>> begin RECORDS SHOWN

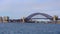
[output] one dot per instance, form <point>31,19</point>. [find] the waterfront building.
<point>6,19</point>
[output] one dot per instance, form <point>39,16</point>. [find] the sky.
<point>23,8</point>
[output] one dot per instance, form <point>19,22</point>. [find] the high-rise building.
<point>6,19</point>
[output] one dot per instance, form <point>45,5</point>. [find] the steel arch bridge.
<point>43,14</point>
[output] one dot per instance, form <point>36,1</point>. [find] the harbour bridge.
<point>45,16</point>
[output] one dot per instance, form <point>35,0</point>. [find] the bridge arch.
<point>34,14</point>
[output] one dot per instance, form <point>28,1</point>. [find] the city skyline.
<point>23,8</point>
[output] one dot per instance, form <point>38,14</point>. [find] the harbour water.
<point>29,28</point>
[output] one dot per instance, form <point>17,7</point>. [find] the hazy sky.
<point>20,8</point>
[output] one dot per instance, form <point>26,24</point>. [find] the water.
<point>29,28</point>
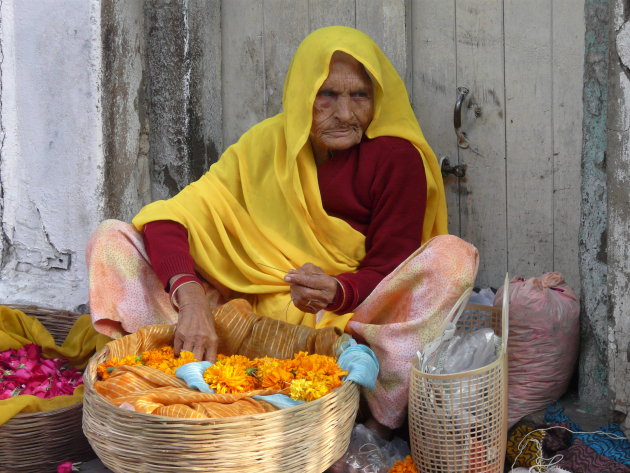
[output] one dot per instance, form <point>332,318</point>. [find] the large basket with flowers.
<point>304,438</point>
<point>38,441</point>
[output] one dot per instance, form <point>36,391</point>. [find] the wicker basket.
<point>37,442</point>
<point>458,422</point>
<point>303,439</point>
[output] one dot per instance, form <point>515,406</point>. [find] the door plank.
<point>280,45</point>
<point>433,85</point>
<point>385,23</point>
<point>243,67</point>
<point>331,12</point>
<point>529,136</point>
<point>568,71</point>
<point>480,66</point>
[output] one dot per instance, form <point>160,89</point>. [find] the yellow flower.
<point>223,377</point>
<point>305,390</point>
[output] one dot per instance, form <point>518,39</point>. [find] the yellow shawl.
<point>260,206</point>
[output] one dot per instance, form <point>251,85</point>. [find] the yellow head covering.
<point>260,205</point>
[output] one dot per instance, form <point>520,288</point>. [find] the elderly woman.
<point>314,216</point>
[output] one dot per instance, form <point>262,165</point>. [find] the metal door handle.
<point>457,117</point>
<point>459,170</point>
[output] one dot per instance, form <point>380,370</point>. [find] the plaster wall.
<point>51,160</point>
<point>593,365</point>
<point>618,170</point>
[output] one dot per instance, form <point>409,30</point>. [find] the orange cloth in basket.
<point>152,391</point>
<point>241,331</point>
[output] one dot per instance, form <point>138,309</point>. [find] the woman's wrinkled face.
<point>343,108</point>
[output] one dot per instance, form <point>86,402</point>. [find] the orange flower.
<point>405,466</point>
<point>161,358</point>
<point>224,377</point>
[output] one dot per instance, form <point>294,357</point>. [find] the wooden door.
<point>519,202</point>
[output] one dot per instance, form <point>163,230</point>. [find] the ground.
<point>588,421</point>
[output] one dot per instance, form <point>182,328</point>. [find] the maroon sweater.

>> end RECORDS SHOWN

▶ **PROBLEM STATEMENT**
Repeat the data above line for line without changing anything, but leave out the pictures.

▶ **TASK SOLUTION**
[output] one dot per instance, form <point>31,19</point>. [find] the waterfront building.
<point>6,19</point>
[output] one dot per instance, form <point>39,16</point>. [find] the sky.
<point>23,8</point>
[output] one dot per instance, form <point>19,22</point>. [find] the high-rise building.
<point>6,19</point>
[output] one dot per instance, form <point>45,5</point>. [find] the steel arch bridge.
<point>43,14</point>
[output] one dot per instance, form <point>36,1</point>. [find] the harbour bridge.
<point>45,16</point>
[output] one dot per instance, form <point>35,0</point>. [find] the bridge arch.
<point>34,14</point>
[output] one dot per instance, form <point>28,1</point>. [find] the city skyline.
<point>23,8</point>
[output] one dot per instance, form <point>38,14</point>. [find] the harbour water.
<point>29,28</point>
[output] one dot per instance, form <point>17,7</point>. [find] the hazy sky.
<point>20,8</point>
[output] one dot per instance, form <point>26,24</point>. [find] the water.
<point>29,28</point>
[output] one dot per instance, form <point>332,318</point>. [find] the large basket with flowers.
<point>304,438</point>
<point>38,441</point>
[output] one dot per instance, form <point>36,391</point>. [find] the wicker basket.
<point>37,442</point>
<point>458,422</point>
<point>303,439</point>
[output] one dot per instance, form <point>515,406</point>. [find] the door plank.
<point>280,45</point>
<point>433,85</point>
<point>385,23</point>
<point>243,67</point>
<point>331,12</point>
<point>529,136</point>
<point>568,71</point>
<point>480,66</point>
[output] one dot per instance, form <point>160,89</point>. [find] the yellow flower.
<point>223,377</point>
<point>305,390</point>
[output] one dot per instance, form <point>518,39</point>. [find] the yellow shawl.
<point>260,206</point>
[output] one dot per instance, form <point>251,85</point>. [find] the yellow head covering.
<point>260,205</point>
[output] one dot per instance, form <point>520,288</point>. [find] the elderly woman.
<point>314,216</point>
[output] one dot per instance, form <point>262,165</point>. [find] the metal door handle.
<point>457,117</point>
<point>459,170</point>
[output] one dot per instance, form <point>380,370</point>. [find] the plaster wall.
<point>51,160</point>
<point>593,365</point>
<point>618,170</point>
[output] one dot per instance, form <point>409,30</point>. [find] the orange cloth in basket.
<point>152,391</point>
<point>241,331</point>
[output] one dot per instance, form <point>138,309</point>. [find] the woman's wrinkled face.
<point>343,108</point>
[output] one dot per instance, form <point>86,402</point>. [find] the orange flower.
<point>405,466</point>
<point>161,358</point>
<point>224,377</point>
[output] one dot per instance, form <point>294,357</point>. [find] the wooden door.
<point>519,202</point>
[output] one dot per instance, form <point>163,230</point>. [find] the ground.
<point>588,421</point>
[output] one dot per instance, form <point>182,328</point>. [find] the maroon sweater.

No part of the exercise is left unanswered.